→ Exercise
Can you write out the records below again, swapping every "single marker" for "single point" and leaving everything else unchanged?

→ The data
========
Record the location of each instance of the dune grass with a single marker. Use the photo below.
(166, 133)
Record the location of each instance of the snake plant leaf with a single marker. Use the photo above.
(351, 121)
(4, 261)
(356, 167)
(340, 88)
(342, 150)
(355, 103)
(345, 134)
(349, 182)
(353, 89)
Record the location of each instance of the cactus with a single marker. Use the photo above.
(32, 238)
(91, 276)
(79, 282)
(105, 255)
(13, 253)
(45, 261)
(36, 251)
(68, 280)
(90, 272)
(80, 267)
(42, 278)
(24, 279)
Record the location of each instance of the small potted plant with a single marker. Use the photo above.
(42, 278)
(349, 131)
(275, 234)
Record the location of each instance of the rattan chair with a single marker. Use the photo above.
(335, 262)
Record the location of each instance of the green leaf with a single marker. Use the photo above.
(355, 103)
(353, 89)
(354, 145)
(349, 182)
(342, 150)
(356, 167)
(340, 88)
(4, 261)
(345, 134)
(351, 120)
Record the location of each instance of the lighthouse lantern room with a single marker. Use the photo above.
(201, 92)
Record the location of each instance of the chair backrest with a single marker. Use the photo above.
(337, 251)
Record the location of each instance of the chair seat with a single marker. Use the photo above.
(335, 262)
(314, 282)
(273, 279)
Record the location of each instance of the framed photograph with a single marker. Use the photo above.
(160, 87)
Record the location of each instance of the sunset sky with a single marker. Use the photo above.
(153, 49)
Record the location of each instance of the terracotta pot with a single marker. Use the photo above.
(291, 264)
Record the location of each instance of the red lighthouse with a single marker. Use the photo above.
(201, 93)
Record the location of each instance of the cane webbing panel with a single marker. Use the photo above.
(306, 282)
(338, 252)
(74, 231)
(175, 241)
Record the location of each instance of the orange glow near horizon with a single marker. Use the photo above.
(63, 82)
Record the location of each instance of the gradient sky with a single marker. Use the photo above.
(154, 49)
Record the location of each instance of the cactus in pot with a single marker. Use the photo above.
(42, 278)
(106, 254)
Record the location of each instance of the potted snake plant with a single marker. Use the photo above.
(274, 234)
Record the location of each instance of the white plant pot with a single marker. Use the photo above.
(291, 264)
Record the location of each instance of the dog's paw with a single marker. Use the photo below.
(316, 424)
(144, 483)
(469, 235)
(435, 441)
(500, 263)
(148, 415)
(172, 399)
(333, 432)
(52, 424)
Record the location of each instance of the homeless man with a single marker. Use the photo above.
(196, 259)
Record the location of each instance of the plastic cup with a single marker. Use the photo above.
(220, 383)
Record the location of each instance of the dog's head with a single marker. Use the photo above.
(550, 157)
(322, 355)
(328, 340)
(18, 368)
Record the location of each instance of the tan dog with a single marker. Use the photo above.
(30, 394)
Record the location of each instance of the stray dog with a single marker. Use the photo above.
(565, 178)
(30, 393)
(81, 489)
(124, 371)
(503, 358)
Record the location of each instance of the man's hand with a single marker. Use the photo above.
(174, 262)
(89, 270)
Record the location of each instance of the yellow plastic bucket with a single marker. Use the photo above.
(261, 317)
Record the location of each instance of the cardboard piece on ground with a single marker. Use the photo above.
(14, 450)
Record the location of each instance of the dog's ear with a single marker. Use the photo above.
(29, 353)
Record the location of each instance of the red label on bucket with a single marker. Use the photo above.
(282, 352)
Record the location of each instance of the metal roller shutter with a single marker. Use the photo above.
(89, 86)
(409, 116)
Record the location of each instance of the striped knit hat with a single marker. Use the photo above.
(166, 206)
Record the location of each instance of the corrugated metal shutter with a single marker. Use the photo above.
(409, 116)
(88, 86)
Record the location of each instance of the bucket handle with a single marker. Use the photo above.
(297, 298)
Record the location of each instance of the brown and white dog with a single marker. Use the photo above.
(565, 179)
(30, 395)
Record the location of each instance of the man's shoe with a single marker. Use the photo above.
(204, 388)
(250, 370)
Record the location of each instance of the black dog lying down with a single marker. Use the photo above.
========
→ Reply
Record the location of each instance of the dune grass with a single point. Use the photo below.
(166, 133)
Record the location of each instance of the snake plant leaf with a single point. Use the photo above.
(351, 121)
(4, 261)
(356, 167)
(340, 88)
(342, 150)
(355, 103)
(345, 134)
(349, 182)
(353, 89)
Record the location of each instance of the cactus with a single point. Use the photo above.
(32, 238)
(91, 276)
(79, 282)
(105, 255)
(13, 253)
(45, 261)
(36, 251)
(68, 280)
(90, 272)
(80, 267)
(42, 278)
(24, 279)
Record the location of each instance of the small potted plant with a single point. Use the photo above.
(42, 278)
(349, 131)
(275, 234)
Record the location of each instance of the rattan chair with a single point. Use the photo above.
(335, 262)
Record the location of each instance of the green leaf with a single point. Use the photo above.
(355, 103)
(353, 89)
(354, 145)
(349, 182)
(342, 150)
(356, 167)
(340, 88)
(4, 261)
(345, 134)
(351, 120)
Record the location of each instance of the lighthouse lantern room with a single point. Use the photo above.
(201, 92)
Record the location of each instance of the chair backrest with a single point. Use the photo above.
(337, 251)
Record the location of each instance of the chair seat with a single point. Use the photo above.
(335, 262)
(314, 282)
(273, 279)
Record the location of each instance of the framed photograph with a single point. Use the photo above.
(160, 87)
Record the location of each instance of the sunset sky with a single point. Use the photo above.
(153, 49)
Record the location of each instance of the terracotta pot with a single point. Use the photo above.
(291, 264)
Record the location of each instance of the red lighthouse with a single point. Use the photo above.
(201, 93)
Record the location of each instance of the cane webbing panel with a single point. Use the photo above.
(306, 282)
(338, 252)
(74, 231)
(175, 241)
Record the location of each instance of the orange glow near horizon with a single point. Use the photo above.
(63, 82)
Record the location of each instance of the gradient sky with a single point. Use the photo above.
(154, 49)
Record the location of each instance of the cactus in pot with a single point. Use the photo above.
(42, 278)
(106, 254)
Record the location of each instance of the potted snake plant with a single point. Use the photo above.
(274, 234)
Record the location of each instance of the white plant pot with a single point. Use the photo above.
(291, 264)
Record the location of each instance of the dog's paw with a single point. Use the photo below.
(316, 424)
(144, 483)
(469, 235)
(435, 441)
(500, 263)
(148, 415)
(172, 399)
(333, 432)
(52, 424)
Record the location of each instance of the homeless man with a single point. Use the photo above.
(196, 259)
Record the location of each instance of the plastic cup with a single point. Use the photo above.
(220, 383)
Record the location of each instance of the dog's head with a single point. Use the photo above.
(550, 157)
(322, 355)
(328, 340)
(18, 368)
Record the location of each instance of the tan dog with a single point. Use the photo above.
(30, 394)
Record the location of each instance of the stray dog with a single point. Use the photo above.
(565, 178)
(30, 393)
(81, 489)
(124, 371)
(503, 358)
Record the location of each instance of the man's hand with a single point. Use the photo above.
(174, 262)
(89, 270)
Record the location of each instance of the yellow plastic bucket with a single point. Use the photo above.
(261, 317)
Record the location of each instance of the cardboard piece on ground with a single point. Use the photo above.
(14, 450)
Record the location of each instance of the dog's ear with a single point. Use the photo above.
(29, 353)
Record the location of each instance of the red label on bucket with a single point. Use the photo above.
(282, 352)
Record the location of each instance of the metal roller shutter with a single point. Use the photo above.
(89, 86)
(409, 116)
Record the location of each instance of the striped knit hat with a single point. Use the photo above.
(166, 206)
Record the location of each instance of the corrugated metal shutter with a single point. Use the photo above.
(409, 116)
(88, 86)
Record the location of each instance of the bucket handle with a single point. Use the photo above.
(297, 298)
Record the location of each instance of the brown and white dog with a single point. Use the photo above.
(565, 179)
(30, 395)
Record the location of each instance of the man's shoe with a single point. Use the photo above.
(204, 388)
(250, 370)
Record the location of each instance of the black dog lying down with a single point. Use the photo above.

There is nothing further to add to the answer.